GIVEN INSTRUCTION:
Return each line of the entries below that contains the word "table", matching case exactly.

MATERIAL:

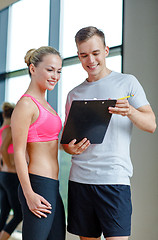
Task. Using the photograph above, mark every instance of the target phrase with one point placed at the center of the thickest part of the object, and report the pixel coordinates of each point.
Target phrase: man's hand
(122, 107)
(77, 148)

--

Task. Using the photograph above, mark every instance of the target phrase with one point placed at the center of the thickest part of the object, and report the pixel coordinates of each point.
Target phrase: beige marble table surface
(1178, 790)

---

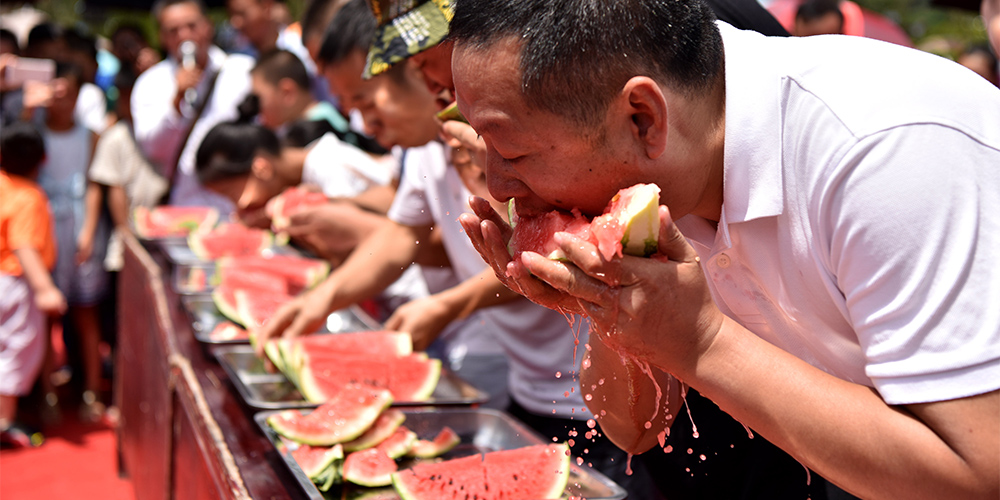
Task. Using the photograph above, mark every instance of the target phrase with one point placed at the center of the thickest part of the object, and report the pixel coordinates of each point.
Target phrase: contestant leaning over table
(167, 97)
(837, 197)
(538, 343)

FINISHED EXERCISE:
Target phrase: beige marble table surface
Target phrase: contestant leaning over table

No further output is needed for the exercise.